* Kutipan Dokumen *
Mongabay.co.id

Standardisasi Pengelolaan Tambak Udang Superintensif Diharapkan Ada Pada 2022

 

Standardisasi pengelolaan tambak udang superintensif dinilai sangat penting agar bisa menjadi acuan masyarakat maupun pelaku usaha yang ingin menekuni budidaya udang vaname dengan hasil panen optimal. Dengan standardisasi juga, kendala-kendala yang dihadapi selama melakukan budidaya udang bisa diminimalisir.

Hal ini ditegaskan Menteri Kelautan dan Perikanan, Sakti Wahyu Trenggono, saat meninjau Instalasi Tambak Percobaan (ITP) Punaga, Kabupaten Takalar, Sulawesi Selatan, Jumat (18/6/2021). Instalasi ini berada di bawah naungan Balai Riset Perikanan Budidaya Air Payau dan Penyuluhan Perikanan Pusat Riset Perikanan, BRSDM KKP.

“Harus ada standar yang kita keluarkan sebagai acuan dalam mengelola tambak superintensif ini. Misalnya, standardisasi PH air, ukuran kolam, padat tebar, termasuk supply energinya sampai itu nemu. Itu namanya penelitian. Jadi ada waktu penelitian yang jadi toleransi sampai kita mendapat hasil paling optimal untuk disampaikan ke masyarakat dan industri,” ungkap Trenggono saat berdialog dengan peneliti di lokasi tambak.

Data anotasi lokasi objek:

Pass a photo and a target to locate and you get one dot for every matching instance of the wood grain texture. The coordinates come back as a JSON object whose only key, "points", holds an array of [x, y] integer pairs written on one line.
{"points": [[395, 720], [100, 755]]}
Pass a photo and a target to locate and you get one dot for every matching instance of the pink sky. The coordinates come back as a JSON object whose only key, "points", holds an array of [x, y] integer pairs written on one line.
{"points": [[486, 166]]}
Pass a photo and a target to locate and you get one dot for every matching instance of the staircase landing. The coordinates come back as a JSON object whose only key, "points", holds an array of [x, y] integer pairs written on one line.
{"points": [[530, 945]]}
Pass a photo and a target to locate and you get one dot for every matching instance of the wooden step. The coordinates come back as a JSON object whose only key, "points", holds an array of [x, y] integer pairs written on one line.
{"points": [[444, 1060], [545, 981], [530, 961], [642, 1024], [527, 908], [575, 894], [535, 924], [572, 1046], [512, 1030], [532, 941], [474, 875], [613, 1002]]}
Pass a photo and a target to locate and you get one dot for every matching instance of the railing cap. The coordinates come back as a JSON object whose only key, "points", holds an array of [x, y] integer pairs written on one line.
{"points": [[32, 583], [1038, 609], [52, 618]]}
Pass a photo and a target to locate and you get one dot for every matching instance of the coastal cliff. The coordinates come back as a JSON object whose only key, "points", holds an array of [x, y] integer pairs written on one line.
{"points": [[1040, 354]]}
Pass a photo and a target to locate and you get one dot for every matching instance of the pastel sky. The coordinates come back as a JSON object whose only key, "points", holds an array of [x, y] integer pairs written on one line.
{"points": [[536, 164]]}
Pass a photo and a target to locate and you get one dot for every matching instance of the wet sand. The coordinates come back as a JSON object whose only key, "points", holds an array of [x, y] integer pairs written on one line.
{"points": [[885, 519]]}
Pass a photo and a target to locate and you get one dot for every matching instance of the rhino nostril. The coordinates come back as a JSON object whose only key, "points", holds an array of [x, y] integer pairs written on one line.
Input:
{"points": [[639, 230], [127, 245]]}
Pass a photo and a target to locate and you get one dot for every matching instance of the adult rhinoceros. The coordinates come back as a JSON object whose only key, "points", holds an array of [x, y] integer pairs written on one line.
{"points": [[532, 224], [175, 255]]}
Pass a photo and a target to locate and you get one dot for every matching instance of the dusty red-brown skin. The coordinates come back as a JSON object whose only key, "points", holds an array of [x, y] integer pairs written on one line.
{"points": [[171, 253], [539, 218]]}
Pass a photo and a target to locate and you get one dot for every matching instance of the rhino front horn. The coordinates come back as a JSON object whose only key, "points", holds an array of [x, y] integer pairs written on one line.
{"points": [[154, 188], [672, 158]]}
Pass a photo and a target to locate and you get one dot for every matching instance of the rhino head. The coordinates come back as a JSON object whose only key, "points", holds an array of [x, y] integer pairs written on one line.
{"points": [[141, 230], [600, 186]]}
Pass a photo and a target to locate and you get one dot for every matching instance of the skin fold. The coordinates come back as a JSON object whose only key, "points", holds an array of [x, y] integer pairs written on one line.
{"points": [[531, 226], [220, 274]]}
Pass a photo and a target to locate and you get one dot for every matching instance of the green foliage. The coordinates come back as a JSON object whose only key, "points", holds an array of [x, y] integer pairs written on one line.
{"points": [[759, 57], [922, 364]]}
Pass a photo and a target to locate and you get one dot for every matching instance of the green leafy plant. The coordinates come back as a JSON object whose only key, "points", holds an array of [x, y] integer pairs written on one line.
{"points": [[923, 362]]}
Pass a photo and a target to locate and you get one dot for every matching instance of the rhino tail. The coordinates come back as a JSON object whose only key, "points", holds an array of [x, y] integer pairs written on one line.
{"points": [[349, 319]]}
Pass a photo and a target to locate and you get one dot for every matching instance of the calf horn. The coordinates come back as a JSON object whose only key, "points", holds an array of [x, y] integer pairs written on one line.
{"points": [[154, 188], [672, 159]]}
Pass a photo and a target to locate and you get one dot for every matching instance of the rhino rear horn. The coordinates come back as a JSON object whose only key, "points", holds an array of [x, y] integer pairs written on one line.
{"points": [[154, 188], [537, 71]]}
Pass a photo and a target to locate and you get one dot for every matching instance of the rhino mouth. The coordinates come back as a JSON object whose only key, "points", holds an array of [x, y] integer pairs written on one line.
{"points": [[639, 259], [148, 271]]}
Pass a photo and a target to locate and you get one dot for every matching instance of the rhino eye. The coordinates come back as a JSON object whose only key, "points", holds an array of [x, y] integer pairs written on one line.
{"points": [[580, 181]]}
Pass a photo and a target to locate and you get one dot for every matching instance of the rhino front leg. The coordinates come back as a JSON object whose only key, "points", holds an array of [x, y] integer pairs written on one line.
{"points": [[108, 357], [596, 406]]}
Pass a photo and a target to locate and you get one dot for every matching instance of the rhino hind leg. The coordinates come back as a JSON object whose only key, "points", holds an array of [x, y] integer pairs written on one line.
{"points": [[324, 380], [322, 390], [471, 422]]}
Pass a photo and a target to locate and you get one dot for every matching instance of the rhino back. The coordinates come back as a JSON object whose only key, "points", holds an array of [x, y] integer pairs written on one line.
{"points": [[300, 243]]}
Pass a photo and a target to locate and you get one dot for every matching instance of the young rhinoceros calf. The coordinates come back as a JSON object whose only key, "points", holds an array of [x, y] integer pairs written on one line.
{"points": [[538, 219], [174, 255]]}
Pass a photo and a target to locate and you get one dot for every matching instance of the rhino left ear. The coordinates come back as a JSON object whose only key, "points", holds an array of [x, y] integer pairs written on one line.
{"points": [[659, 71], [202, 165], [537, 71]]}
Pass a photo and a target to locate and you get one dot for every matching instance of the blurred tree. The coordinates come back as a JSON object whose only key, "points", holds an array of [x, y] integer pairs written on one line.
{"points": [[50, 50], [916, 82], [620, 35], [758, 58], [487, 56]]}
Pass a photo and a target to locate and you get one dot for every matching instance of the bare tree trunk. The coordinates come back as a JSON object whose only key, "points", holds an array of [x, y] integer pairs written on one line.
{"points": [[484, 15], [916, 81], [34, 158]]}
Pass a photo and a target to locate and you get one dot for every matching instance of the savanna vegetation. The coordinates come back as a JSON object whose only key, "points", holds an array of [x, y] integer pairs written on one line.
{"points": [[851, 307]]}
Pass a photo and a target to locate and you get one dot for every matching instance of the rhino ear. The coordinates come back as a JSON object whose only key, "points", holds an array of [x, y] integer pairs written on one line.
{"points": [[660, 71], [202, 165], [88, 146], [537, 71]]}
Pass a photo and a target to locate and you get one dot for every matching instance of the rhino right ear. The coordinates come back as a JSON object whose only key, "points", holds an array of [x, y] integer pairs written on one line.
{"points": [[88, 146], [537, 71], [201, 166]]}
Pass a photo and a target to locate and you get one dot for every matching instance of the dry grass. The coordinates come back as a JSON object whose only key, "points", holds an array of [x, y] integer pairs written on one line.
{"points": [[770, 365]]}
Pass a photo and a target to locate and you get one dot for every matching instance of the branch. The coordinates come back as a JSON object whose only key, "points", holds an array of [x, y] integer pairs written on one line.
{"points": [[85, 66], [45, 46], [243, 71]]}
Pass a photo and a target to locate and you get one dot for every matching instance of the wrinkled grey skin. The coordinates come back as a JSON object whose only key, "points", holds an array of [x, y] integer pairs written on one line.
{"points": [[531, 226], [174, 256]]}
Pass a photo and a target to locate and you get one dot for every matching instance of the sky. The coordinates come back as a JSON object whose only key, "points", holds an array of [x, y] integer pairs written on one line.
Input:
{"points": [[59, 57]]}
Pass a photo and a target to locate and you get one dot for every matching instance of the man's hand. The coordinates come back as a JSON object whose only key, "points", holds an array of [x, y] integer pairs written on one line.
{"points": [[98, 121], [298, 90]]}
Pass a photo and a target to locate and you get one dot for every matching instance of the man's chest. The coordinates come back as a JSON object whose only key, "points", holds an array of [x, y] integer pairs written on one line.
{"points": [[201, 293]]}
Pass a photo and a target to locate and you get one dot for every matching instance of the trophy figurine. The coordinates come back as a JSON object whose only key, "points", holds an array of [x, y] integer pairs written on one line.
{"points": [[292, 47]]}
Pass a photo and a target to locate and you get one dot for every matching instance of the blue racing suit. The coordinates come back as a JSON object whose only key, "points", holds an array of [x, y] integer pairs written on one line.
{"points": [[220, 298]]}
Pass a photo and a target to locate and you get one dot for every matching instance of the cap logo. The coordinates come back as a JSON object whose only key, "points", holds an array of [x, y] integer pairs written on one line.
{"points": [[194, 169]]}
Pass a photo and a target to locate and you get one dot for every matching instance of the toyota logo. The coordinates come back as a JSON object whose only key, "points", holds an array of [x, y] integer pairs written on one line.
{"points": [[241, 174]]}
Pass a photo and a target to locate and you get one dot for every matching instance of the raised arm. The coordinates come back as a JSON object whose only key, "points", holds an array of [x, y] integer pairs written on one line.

* Tantangan *
Tulis ulang bagian kutipan tentang tambak udang superintensif mulai dari "Standardisasi Pengelolaan Tambak Udang Superintensif Diharapkan" hingga dan termasuk "Perikanan, BRSDM KKP.", dengan mengganti "vaname" menjadi "windu".

* Hasil Pengerjaan *
Standardisasi Pengelolaan Tambak Udang Superintensif Diharapkan Ada Pada 2022

 

Standardisasi pengelolaan tambak udang superintensif dinilai sangat penting agar bisa menjadi acuan masyarakat maupun pelaku usaha yang ingin menekuni budidaya udang windu dengan hasil panen optimal. Dengan standardisasi juga, kendala-kendala yang dihadapi selama melakukan budidaya udang bisa diminimalisir.

Hal ini ditegaskan Menteri Kelautan dan Perikanan, Sakti Wahyu Trenggono, saat meninjau Instalasi Tambak Percobaan (ITP) Punaga, Kabupaten Takalar, Sulawesi Selatan, Jumat (18/6/2021). Instalasi ini berada di bawah naungan Balai Riset Perikanan Budidaya Air Payau dan Penyuluhan Perikanan Pusat Riset Perikanan, BRSDM KKP.